(Stored records)
-- -- --
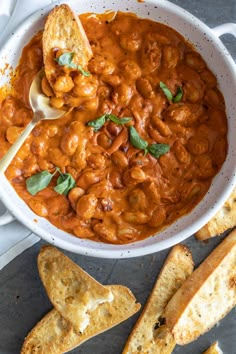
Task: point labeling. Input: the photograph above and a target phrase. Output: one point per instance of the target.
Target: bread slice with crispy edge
(55, 335)
(63, 30)
(206, 296)
(224, 219)
(72, 291)
(148, 335)
(213, 349)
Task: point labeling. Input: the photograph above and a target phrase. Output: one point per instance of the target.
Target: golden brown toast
(72, 291)
(55, 335)
(63, 30)
(148, 335)
(206, 296)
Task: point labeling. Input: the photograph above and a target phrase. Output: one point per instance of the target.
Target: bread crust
(148, 336)
(206, 296)
(55, 335)
(63, 29)
(72, 291)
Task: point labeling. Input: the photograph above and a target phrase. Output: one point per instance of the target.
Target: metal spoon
(42, 110)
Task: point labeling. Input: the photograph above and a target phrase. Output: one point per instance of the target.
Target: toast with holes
(206, 296)
(55, 335)
(213, 349)
(224, 219)
(63, 30)
(72, 291)
(149, 334)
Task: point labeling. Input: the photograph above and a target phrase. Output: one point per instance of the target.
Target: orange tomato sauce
(122, 194)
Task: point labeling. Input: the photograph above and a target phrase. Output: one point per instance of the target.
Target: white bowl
(206, 41)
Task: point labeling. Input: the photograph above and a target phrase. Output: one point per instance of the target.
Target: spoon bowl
(42, 110)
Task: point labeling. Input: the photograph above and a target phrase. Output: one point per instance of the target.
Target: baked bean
(13, 172)
(13, 133)
(193, 91)
(74, 195)
(56, 102)
(104, 140)
(150, 56)
(131, 42)
(56, 156)
(181, 153)
(112, 80)
(135, 217)
(69, 143)
(145, 88)
(137, 199)
(96, 161)
(120, 160)
(130, 69)
(170, 56)
(101, 65)
(87, 179)
(63, 84)
(198, 145)
(46, 88)
(161, 126)
(85, 86)
(106, 232)
(86, 206)
(39, 146)
(122, 95)
(195, 61)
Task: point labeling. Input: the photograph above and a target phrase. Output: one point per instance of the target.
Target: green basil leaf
(179, 95)
(65, 59)
(38, 182)
(65, 183)
(85, 73)
(97, 123)
(117, 120)
(158, 150)
(166, 91)
(136, 139)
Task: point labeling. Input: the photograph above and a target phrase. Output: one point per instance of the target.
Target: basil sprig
(66, 59)
(155, 150)
(41, 180)
(177, 98)
(100, 121)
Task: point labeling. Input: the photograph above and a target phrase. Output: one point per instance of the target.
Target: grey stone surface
(23, 300)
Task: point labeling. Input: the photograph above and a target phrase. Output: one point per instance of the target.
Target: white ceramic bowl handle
(225, 28)
(6, 218)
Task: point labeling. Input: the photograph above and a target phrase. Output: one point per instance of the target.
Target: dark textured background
(22, 297)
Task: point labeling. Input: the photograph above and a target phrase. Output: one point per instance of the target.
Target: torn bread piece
(72, 291)
(149, 335)
(213, 349)
(224, 219)
(206, 296)
(63, 30)
(55, 335)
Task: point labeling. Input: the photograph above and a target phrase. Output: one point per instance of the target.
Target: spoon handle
(7, 158)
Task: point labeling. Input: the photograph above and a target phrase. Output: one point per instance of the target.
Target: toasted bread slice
(72, 291)
(206, 296)
(148, 335)
(224, 219)
(63, 30)
(213, 349)
(55, 335)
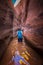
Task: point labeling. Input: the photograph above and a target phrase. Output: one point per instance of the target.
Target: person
(16, 59)
(20, 35)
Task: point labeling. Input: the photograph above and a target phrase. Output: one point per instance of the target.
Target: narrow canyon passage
(25, 52)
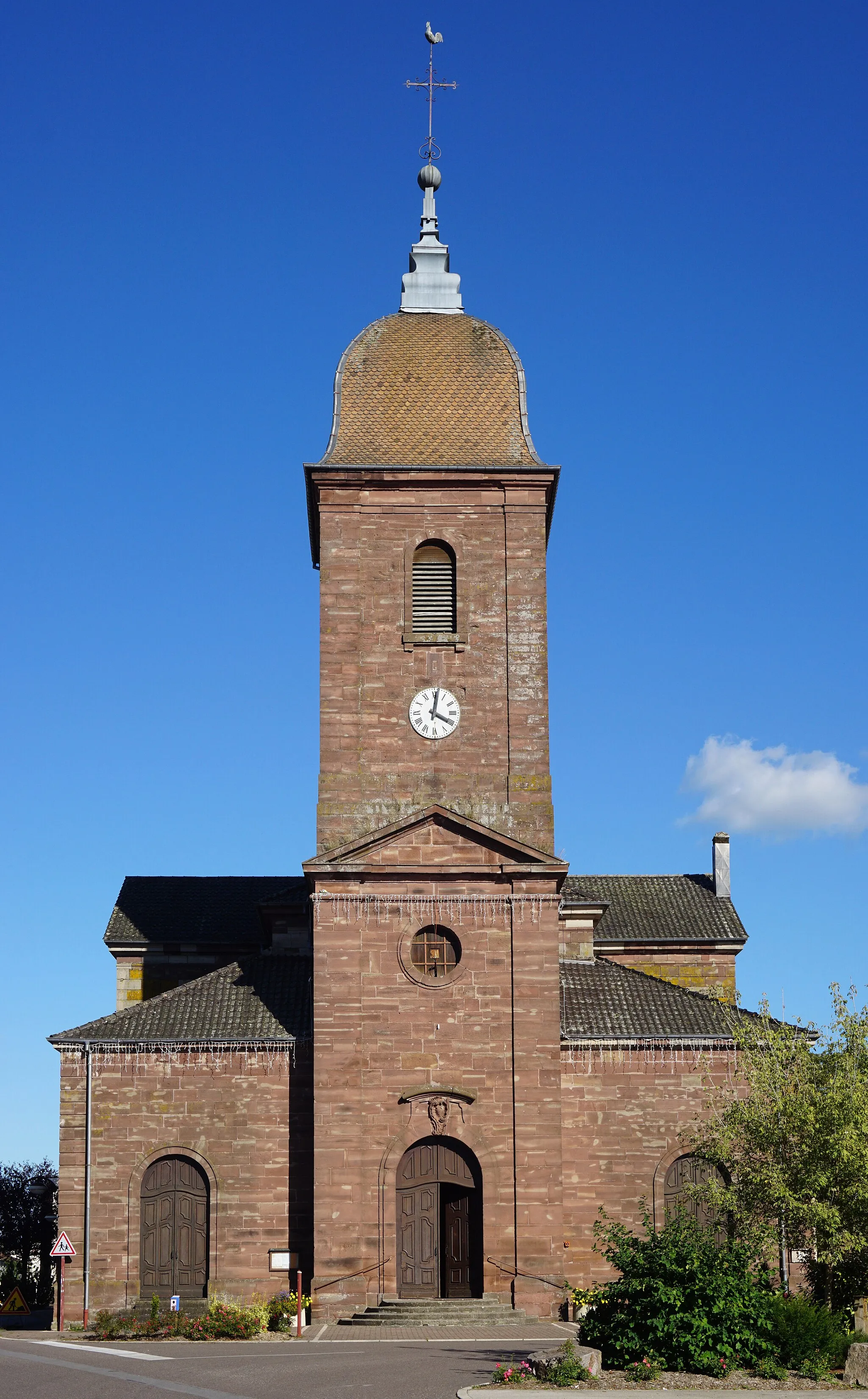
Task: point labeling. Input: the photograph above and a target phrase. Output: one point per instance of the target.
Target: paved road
(38, 1369)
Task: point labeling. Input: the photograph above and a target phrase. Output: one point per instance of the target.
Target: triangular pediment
(435, 837)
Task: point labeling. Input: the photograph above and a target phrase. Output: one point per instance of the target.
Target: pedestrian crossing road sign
(64, 1248)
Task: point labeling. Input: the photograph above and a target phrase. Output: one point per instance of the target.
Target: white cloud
(775, 792)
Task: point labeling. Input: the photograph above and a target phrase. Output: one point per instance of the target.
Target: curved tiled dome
(430, 391)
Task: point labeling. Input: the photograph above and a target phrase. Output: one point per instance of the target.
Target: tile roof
(604, 1001)
(430, 391)
(189, 910)
(656, 908)
(256, 998)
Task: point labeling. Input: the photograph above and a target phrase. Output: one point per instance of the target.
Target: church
(418, 1065)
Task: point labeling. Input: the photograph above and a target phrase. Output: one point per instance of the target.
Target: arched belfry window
(434, 588)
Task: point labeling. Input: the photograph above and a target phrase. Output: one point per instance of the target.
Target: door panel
(456, 1243)
(418, 1213)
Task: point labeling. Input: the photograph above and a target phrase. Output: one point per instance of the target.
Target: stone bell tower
(431, 450)
(435, 890)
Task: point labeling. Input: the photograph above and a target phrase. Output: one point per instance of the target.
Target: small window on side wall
(434, 589)
(683, 1176)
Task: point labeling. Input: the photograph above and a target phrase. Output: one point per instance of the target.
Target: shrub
(227, 1321)
(771, 1369)
(801, 1329)
(512, 1374)
(715, 1366)
(564, 1369)
(111, 1325)
(683, 1296)
(281, 1310)
(645, 1370)
(815, 1367)
(224, 1321)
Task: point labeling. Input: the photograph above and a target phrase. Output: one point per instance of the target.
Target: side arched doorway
(174, 1230)
(440, 1220)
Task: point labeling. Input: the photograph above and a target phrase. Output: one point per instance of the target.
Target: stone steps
(446, 1311)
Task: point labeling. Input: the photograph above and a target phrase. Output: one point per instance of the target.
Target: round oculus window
(435, 952)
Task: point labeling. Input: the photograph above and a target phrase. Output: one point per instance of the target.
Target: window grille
(435, 952)
(434, 589)
(684, 1176)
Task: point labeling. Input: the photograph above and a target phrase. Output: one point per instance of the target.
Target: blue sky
(663, 206)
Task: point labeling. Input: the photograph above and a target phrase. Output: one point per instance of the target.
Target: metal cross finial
(431, 151)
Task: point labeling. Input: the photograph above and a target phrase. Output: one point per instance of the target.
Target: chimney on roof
(721, 850)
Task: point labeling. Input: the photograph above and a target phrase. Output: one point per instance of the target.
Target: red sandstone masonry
(376, 1039)
(231, 1115)
(623, 1117)
(374, 768)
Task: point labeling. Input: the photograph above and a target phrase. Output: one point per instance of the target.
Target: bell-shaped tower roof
(428, 389)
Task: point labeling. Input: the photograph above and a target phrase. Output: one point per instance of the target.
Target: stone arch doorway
(174, 1248)
(440, 1220)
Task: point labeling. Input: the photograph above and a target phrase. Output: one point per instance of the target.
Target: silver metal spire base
(430, 285)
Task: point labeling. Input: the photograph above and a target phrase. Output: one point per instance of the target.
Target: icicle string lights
(434, 908)
(673, 1054)
(168, 1056)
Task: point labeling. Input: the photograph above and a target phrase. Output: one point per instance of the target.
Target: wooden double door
(174, 1230)
(440, 1222)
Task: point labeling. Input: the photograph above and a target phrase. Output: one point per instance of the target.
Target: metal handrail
(516, 1272)
(347, 1276)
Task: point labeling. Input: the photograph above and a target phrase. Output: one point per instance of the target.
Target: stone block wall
(495, 767)
(623, 1114)
(490, 1032)
(688, 967)
(230, 1113)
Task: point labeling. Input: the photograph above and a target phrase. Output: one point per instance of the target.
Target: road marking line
(119, 1374)
(81, 1346)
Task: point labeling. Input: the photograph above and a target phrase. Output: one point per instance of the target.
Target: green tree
(23, 1225)
(790, 1129)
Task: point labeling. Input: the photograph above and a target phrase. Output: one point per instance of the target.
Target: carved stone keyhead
(438, 1113)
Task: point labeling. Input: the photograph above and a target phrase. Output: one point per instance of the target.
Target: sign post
(62, 1251)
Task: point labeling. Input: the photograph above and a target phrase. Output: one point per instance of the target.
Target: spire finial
(431, 151)
(430, 286)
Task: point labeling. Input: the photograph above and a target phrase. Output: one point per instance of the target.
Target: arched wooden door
(440, 1220)
(683, 1174)
(174, 1229)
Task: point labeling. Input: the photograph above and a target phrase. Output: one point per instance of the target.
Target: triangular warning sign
(14, 1304)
-- -- --
• **Work instructions**
Transcribe exactly, and only, the lines from the one bearing "Target: stone block wall" through the last line of the entries, counting both.

• **Exercise output**
Target: stone block wall
(495, 767)
(623, 1114)
(490, 1032)
(688, 967)
(230, 1113)
Task: point labeling. Input: the photograph above and a target phrase. Output: one point per instance of the target.
Target: road marking line
(119, 1374)
(81, 1346)
Task: point labeling. Input: the photograph above and a target phrase. Output: one point per instance of the target.
Target: green tree
(23, 1225)
(790, 1129)
Task: point labeling. Input: the photograph above and a target phrase. Output: one point per instance of the target.
Target: carved stone keyhead
(438, 1113)
Task: point labeling. Input: the photograph above and a target phrase. Output: one point per instance of the target.
Target: sign post
(62, 1251)
Task: point labeling. Input: the photograph above and a target phrase. Output: one point per instance of the target.
Target: spire finial
(431, 151)
(430, 286)
Task: point labeling. Input: the photograph above and a target phrase. Output: one point per instance of the target.
Target: arched wooden door
(440, 1220)
(683, 1174)
(174, 1229)
Task: point labeling. Input: the photograph above and a target phrase. Output: one point per instance of the target.
Target: triangular warning sign
(14, 1304)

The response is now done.